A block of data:
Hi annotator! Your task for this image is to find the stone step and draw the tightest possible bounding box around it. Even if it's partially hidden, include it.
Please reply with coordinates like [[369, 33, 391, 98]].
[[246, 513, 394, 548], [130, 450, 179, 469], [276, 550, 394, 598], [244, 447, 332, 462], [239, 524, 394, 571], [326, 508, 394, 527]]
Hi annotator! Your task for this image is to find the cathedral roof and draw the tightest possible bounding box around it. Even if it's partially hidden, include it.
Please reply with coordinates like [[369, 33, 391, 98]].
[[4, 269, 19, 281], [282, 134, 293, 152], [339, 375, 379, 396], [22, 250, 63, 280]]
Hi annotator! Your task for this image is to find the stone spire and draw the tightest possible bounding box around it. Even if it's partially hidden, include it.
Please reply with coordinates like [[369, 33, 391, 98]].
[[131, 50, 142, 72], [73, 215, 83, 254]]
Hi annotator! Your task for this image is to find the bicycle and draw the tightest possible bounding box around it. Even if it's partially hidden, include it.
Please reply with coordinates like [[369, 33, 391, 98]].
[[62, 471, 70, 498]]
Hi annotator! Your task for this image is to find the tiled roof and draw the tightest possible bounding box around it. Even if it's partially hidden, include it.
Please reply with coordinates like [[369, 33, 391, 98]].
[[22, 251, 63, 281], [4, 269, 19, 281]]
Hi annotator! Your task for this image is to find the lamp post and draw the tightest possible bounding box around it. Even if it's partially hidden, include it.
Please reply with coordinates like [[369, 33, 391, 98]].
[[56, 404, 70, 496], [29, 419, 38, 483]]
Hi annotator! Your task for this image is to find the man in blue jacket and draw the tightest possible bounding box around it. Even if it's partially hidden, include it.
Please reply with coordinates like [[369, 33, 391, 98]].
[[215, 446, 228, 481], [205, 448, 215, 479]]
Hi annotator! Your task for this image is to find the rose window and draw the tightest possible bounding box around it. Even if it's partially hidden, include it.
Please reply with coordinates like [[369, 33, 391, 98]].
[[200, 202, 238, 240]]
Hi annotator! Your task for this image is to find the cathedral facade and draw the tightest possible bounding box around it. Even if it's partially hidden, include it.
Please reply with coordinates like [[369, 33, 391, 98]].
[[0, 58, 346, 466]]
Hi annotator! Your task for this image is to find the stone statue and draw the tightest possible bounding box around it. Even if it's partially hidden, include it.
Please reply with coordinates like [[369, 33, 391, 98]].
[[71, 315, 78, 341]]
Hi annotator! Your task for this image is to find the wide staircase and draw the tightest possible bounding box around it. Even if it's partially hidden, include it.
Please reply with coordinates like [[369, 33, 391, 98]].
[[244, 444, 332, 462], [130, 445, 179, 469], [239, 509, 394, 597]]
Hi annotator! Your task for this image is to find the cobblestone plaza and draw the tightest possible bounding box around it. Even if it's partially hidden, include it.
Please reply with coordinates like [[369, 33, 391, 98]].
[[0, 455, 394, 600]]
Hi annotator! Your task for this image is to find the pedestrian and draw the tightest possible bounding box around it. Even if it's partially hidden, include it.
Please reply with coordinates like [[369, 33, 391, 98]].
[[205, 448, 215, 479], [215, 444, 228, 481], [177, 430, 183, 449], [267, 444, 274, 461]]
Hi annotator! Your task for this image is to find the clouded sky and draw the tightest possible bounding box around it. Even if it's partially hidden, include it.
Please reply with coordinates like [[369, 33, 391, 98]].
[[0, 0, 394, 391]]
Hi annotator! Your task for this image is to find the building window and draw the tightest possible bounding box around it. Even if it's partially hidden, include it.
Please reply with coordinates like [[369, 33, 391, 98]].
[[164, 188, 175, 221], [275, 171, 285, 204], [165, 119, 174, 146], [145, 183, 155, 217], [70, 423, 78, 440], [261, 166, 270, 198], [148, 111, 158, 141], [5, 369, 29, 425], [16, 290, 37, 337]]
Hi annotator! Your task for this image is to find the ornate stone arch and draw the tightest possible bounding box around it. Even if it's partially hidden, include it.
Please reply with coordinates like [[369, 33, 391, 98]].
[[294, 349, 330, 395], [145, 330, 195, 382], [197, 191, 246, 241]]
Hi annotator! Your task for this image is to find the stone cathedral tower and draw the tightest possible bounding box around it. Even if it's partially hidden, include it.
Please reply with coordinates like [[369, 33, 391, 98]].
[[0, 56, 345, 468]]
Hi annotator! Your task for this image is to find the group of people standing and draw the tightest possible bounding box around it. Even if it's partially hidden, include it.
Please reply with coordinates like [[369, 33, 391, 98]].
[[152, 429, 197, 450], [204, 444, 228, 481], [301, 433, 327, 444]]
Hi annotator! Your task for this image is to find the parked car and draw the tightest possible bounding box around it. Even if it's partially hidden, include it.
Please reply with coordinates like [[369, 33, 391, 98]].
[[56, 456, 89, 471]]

*What is needed:* Add 18 to every bounding-box coordinate in the answers, and write out again all the lines between the line containing "the stone spire" and the line containing "[[131, 50, 142, 72], [73, 215, 83, 254]]", inclusive. Keep every other line and number in that span as it is.

*Complete output:*
Hi annotator! Your task for this image is to find the stone spire and draw the tightest possible bounding box around it. Even if it's partially hidden, include it.
Please reply with coordinates like [[369, 33, 391, 98]].
[[149, 68, 160, 90], [91, 233, 101, 272]]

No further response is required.